**PASSAGE:**

----------------

Wakaranko: There was a bird called sumihatu [a type of wagtail] that chirps with a high-pitched voice. There is a story that Fuganutu were caught because they secretly set a trap and caught one. Since they were going to kill and eat it, they were considered to have committed a double offense. So, Muranuuya summoned and scolded them severely until they ended up crying. We begged Muranuuya for forgiveness, and she eventually let them go. In a version you included in my book, they were scolded by an old man [3.3].

Ankei & Ankei: Please explain to us the 14 types of ‘insects’ [虫] listed in the Veritable Records of the Joseon Dynasty [2.2]: Turtles, snakes, toads, frogs, mosquitoes, bats, bees, butterflies, mantises, dragonflies, centipedes, earthworms, fireflies, and crabs.

Wakaranko: OK. Damami (land tortoise) was cooked in a pot and shared among us. We told them that frogs with thick legs tasted better, and they happily bowed in thanks and prepared a delicious, steamed frog dish to share with us.

Ankei & Ankei: Toads and frogs were distinguished using different Chinese characters [2.2]. Were there different species of them?

Wakaranko: I found that there were four species of frogs on Yonaguni Island. According to folklore, some came from the south, and others from Taiwan. In my time, only one species of frog was eaten. The species said to have come from the south was also roasted and eaten in the past. Nkadi (centipedes) were dried and tied in bundles of six for consumption. I would roast it over the hearth to cook. Ubabu (snakes) were also eaten. There was a type of snake that we weren’t allowed to eat: black, thin and short. We used to eat kadanku (mosquito larvae). We put them in soup for better than nothing. We also ate fly maggots by boiling them. Kubuya (bats) were not consumed because they’re divine beings. We don’t eat either the big ones or the small ones. We ate the beehives filled with honey, but Fuganutu said they didn’t like them. Habiru (butterflies) were not food. They are messengers of the deities. Isatumai (praying mantis) is edible, but it isn’t tasty. There’s a story about when Fuganutu was here, when the rice harvest was so good, Muranuuya said, “We have to borrow the sickles of the Isatumai.” Fuganutu come upon us roasting agidan (dragonflies) over an open fire. We offered them, but they just stared at the dragonflies and didn’t eat any. Dimimi (earthworms, meaning ground’s ears) are messengers of niraganaci [ground deities], but they have been consumed. Fuganutu invented to dry them using them little by little to make broth. Fireflies don’t appear in the stories about Fuganutu. I’ve never heard of anyone eating them. Crabs are for food.

----------------

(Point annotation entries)
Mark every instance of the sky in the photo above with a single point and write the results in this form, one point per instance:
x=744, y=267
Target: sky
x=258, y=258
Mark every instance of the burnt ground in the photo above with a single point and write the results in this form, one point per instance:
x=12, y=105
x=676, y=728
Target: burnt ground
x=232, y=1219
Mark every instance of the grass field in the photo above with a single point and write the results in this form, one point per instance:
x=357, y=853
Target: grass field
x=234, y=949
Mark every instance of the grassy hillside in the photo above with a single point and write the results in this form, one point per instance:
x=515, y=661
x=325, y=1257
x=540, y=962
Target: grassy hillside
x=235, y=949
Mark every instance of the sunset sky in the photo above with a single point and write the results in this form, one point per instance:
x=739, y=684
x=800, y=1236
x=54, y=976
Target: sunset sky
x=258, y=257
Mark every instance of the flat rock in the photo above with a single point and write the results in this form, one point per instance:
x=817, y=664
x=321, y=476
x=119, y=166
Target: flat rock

----------------

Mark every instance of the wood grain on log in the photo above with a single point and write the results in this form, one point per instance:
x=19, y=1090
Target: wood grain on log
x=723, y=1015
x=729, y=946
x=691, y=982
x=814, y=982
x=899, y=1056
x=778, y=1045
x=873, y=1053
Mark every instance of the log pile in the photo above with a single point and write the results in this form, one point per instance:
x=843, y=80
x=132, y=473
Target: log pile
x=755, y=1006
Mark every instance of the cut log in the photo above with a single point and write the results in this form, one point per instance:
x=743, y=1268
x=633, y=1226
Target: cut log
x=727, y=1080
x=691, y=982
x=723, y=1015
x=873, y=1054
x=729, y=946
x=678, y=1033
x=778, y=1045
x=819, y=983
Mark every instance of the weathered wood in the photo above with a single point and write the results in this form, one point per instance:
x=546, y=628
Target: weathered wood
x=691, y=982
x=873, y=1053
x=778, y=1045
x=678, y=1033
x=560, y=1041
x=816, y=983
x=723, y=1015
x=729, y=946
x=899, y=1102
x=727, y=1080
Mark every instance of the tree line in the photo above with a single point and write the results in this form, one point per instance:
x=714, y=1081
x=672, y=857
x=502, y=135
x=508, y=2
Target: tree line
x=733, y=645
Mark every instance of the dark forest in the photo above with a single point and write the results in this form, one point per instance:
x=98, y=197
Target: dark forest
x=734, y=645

----------------

**INSTRUCTIONS:**
A: In the Yonaguni interview, how many species of frogs did Wakaranko find on Yonaguni Island?
B: Resume the Yonaguni interview, starting after its last sentence.

**WRITTEN ANSWERS:**
A: Four species.

B:
Ankei & Ankei: Thank you. The following didn’t appear in the Veritable Records of the Joseon Dynasty, but what about snails, lizards, and the ‘stink bugs’ mentioned on another island? Coconut crabs aren’t mentioned either.

Wakaranko: In Fuganutu’s time, there were plenty of snails, so we used to eat them boiled or grilled. Muranuuya set a limit on how many could be collected at one time and made everyone follow it. According to that rule, snails were limited to a heaping handful. One time, it was discovered that Fuganutu had collected a huge number of snails. When Muranuuya investigated them, she learned that they were drying them and using them little by little to make broth [as was the case with earthworms]. Muranuuya decided this method was acceptable and did not punish them. From then on, we began to imitate Fuganutu’s method of drying the snails and using them little by little. Muranuuya did not allow us to feed coconut crabs to Fuganutu. The reason wasn’t mentioned in the story, but they may become poisonous when they eat plants like cycads and bin’gui [Alocasia odora] in winter. There were plenty of lizards on Yonaguni. In the era before Fuganutu, we had refrained from eating them daily. We reserved them for drought. Stink bugs didn’t appear in Fuganutu tradition, but in my time, we used to skewer them and roast them over a fire to eat.

Ankei & Ankei: So Muranuuya was the one who decided how animals and insects were used on Yonaguni Island back when Fuganutu people were with you.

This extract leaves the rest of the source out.